§ Exercise task:
Reproduce the listing below exactly. Pictures do not belong in the copy.
>> Start Task input
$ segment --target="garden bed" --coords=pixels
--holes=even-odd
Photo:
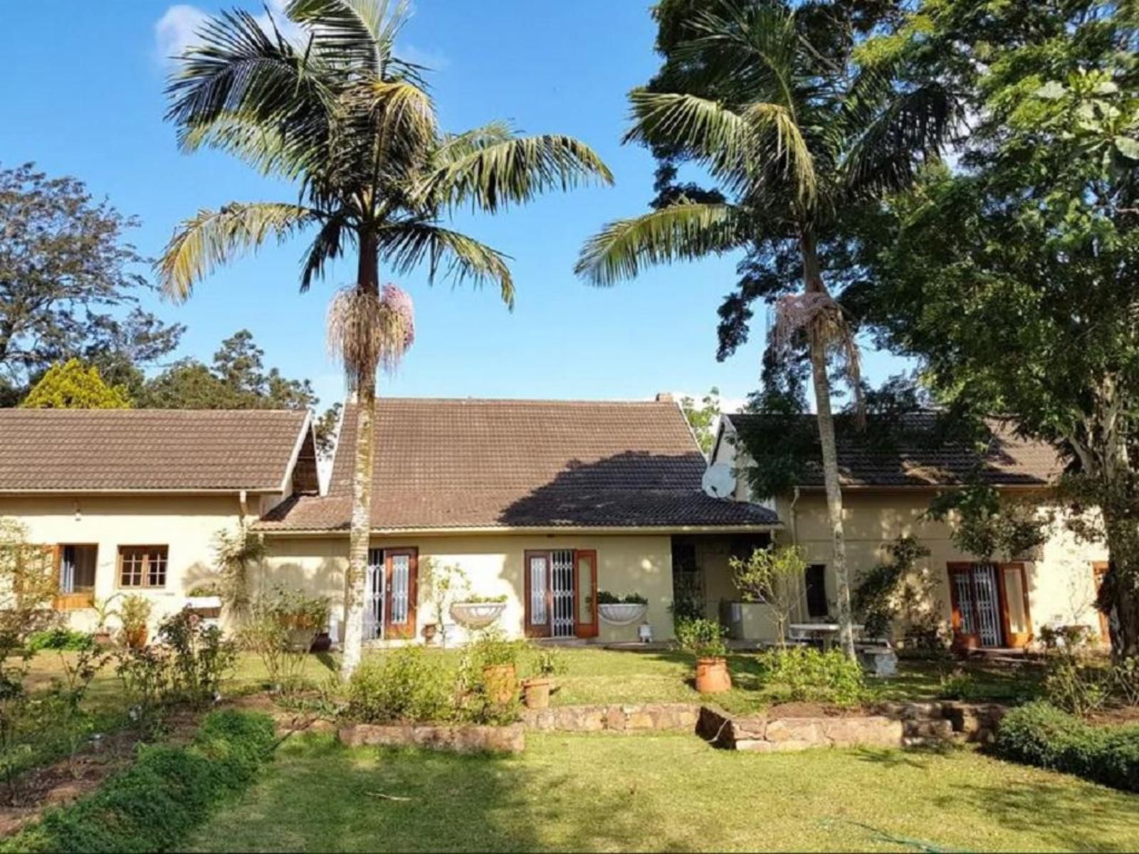
[[[522,724],[483,726],[478,724],[375,724],[342,726],[337,733],[347,747],[423,747],[453,753],[522,753],[526,733]]]

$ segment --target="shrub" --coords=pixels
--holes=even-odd
[[[158,638],[171,650],[173,689],[190,703],[212,699],[237,660],[233,642],[223,640],[218,626],[204,623],[189,609],[166,617],[158,626]]]
[[[728,652],[723,642],[727,627],[715,619],[677,619],[677,644],[697,658],[721,658]]]
[[[820,652],[793,647],[761,657],[763,681],[780,699],[853,706],[866,699],[866,678],[858,662],[841,649]]]
[[[174,849],[226,797],[252,782],[273,746],[267,715],[213,712],[188,747],[144,747],[93,795],[49,810],[3,852]]]
[[[364,723],[453,718],[453,672],[429,658],[404,647],[366,659],[349,681],[349,716]]]
[[[1092,726],[1043,703],[1013,709],[1001,721],[997,753],[1015,762],[1139,791],[1139,726]]]
[[[327,597],[309,597],[278,586],[253,603],[248,619],[238,630],[237,642],[261,658],[274,689],[289,692],[304,682],[309,649],[328,625],[329,609]]]
[[[95,639],[90,634],[87,632],[76,632],[73,629],[47,629],[41,632],[33,632],[27,638],[27,649],[30,652],[39,652],[44,649],[79,652],[93,647]]]

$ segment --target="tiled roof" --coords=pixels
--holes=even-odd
>> End Task input
§ Task answer:
$ segment --target="garden bed" --coords=pixels
--holes=even-odd
Photo:
[[[522,724],[483,726],[478,724],[375,724],[342,726],[337,733],[347,747],[423,747],[453,753],[522,753],[526,733]]]

$ segment --target="shrub" --coords=pixels
--holes=even-odd
[[[158,638],[171,650],[173,689],[190,703],[212,699],[237,660],[233,642],[223,640],[218,626],[204,623],[189,609],[166,617],[158,626]]]
[[[728,652],[723,642],[727,627],[715,619],[677,619],[677,644],[697,658],[721,658]]]
[[[820,652],[793,647],[761,657],[763,681],[780,699],[853,706],[866,699],[866,678],[858,662],[841,649]]]
[[[174,849],[226,797],[252,782],[273,746],[267,715],[213,712],[188,747],[144,747],[93,795],[49,810],[3,852]]]
[[[364,723],[453,718],[453,672],[429,658],[404,647],[366,659],[349,681],[349,716]]]
[[[1092,726],[1043,703],[1013,709],[1001,721],[997,753],[1015,762],[1139,791],[1139,726]]]
[[[327,597],[309,597],[278,586],[253,603],[248,619],[238,630],[237,642],[261,658],[274,689],[289,692],[304,682],[309,649],[328,625],[329,609]]]
[[[95,639],[90,634],[87,632],[76,632],[73,629],[47,629],[41,632],[33,632],[27,638],[27,649],[30,652],[39,652],[44,649],[79,652],[93,647]]]

$ segment --target="tiled roof" --coords=pixels
--holes=even-odd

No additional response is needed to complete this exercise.